Marrocos-Espanha: a contraparte

TSA.com .- A reconciliação entre Marrocos e Espanha foi conseguida à custa do povo saharaui e dos migrantes subsaarianos.

Enquanto deixou passar milhares deles pelos enclaves de Ceuta e Melilla, como em Maio de 2021, a polícia marroquina fez um uso desproporcionado da força na sexta-feira 24 de Junho para impedir os migrantes de atravessarem a única fronteira terrestre entre a África e a Europa.

A força desproporcionada é um eufemismo para o elevado sofrimento humano. A carnificina é um adjectivo mais apropriado. 23 jovens de diferentes nacionalidades africanas morreram, outras dezenas ficaram feridas.

Os sobreviventes foram tratados de forma desumana, empilhados uns sobre os outros no terreno, de acordo com imagens transmitidas pela Associação Marroquina dos Direitos Humanos (AMDH).

_INSTRUÇÃO ESCRITA 1:_ Volta a escrever as linhas dos registos sem qualquer alteração, começando na primeira e parando depois da linha que contém "[[397, 87], [408, 164], [432, 173], [373, 79]]".

_INFORMAÇÃO REGISTADA:_
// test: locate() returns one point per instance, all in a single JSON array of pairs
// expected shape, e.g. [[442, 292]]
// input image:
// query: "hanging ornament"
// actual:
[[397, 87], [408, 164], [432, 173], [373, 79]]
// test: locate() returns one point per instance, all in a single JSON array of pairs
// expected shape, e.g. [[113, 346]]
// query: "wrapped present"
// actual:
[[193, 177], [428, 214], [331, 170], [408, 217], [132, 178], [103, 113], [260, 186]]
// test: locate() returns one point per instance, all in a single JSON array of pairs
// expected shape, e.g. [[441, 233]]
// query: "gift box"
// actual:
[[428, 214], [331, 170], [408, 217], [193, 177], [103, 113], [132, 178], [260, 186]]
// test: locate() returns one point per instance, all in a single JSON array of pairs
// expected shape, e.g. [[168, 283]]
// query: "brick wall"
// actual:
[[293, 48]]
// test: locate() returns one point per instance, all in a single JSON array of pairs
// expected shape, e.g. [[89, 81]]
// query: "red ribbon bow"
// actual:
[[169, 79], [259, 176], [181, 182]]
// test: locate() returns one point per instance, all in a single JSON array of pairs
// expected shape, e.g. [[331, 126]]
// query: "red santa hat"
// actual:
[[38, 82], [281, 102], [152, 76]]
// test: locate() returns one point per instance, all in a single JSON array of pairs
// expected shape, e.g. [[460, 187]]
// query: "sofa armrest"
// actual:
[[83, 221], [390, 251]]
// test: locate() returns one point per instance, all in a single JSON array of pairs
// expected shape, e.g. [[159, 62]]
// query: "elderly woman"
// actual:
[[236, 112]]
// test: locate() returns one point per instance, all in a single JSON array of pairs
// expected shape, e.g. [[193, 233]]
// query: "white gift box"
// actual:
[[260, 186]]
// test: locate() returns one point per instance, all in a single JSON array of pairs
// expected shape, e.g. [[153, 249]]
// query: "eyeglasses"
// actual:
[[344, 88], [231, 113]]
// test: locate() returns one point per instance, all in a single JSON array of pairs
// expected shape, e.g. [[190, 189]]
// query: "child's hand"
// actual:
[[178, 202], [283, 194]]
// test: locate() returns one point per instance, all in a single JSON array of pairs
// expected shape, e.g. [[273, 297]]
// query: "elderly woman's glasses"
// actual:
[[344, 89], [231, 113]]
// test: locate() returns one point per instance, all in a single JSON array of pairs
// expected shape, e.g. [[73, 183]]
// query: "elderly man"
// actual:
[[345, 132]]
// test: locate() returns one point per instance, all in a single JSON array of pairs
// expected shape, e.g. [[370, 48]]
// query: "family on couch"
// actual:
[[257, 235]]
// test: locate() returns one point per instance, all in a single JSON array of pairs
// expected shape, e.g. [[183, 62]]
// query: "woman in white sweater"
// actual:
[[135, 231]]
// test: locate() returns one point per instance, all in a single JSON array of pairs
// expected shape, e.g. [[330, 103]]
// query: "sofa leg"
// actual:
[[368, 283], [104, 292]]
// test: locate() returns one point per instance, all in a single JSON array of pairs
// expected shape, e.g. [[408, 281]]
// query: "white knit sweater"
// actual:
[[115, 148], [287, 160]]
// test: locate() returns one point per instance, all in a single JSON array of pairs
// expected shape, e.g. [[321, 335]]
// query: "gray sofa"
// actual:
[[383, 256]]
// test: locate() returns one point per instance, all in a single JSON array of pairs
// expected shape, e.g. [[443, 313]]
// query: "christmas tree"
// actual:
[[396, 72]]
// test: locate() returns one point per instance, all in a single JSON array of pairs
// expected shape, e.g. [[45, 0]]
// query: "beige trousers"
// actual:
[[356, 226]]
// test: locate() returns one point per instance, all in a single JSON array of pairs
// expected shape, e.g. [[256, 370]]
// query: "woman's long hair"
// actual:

_INSTRUÇÃO ESCRITA 2:_ Transcreve do texto sobre Marrocos e Espanha o trecho que começa nas palavras "Marrocos-Espanha: a contraparte" e termina depois de "dezenas ficaram feridas.".

_RESOLUÇÃO COMENTADA 1:_
// test: locate() returns one point per instance, all in a single JSON array of pairs
// expected shape, e.g. [[442, 292]]
// input image:
// query: "hanging ornament"
// actual:
[[397, 87], [408, 164], [432, 173], [373, 79]]

_RESOLUÇÃO COMENTADA 2:_
Marrocos-Espanha: a contraparte

TSA.com .- A reconciliação entre Marrocos e Espanha foi conseguida à custa do povo saharaui e dos migrantes subsaarianos.

Enquanto deixou passar milhares deles pelos enclaves de Ceuta e Melilla, como em Maio de 2021, a polícia marroquina fez um uso desproporcionado da força na sexta-feira 24 de Junho para impedir os migrantes de atravessarem a única fronteira terrestre entre a África e a Europa.

A força desproporcionada é um eufemismo para o elevado sofrimento humano. A carnificina é um adjectivo mais apropriado. 23 jovens de diferentes nacionalidades africanas morreram, outras dezenas ficaram feridas.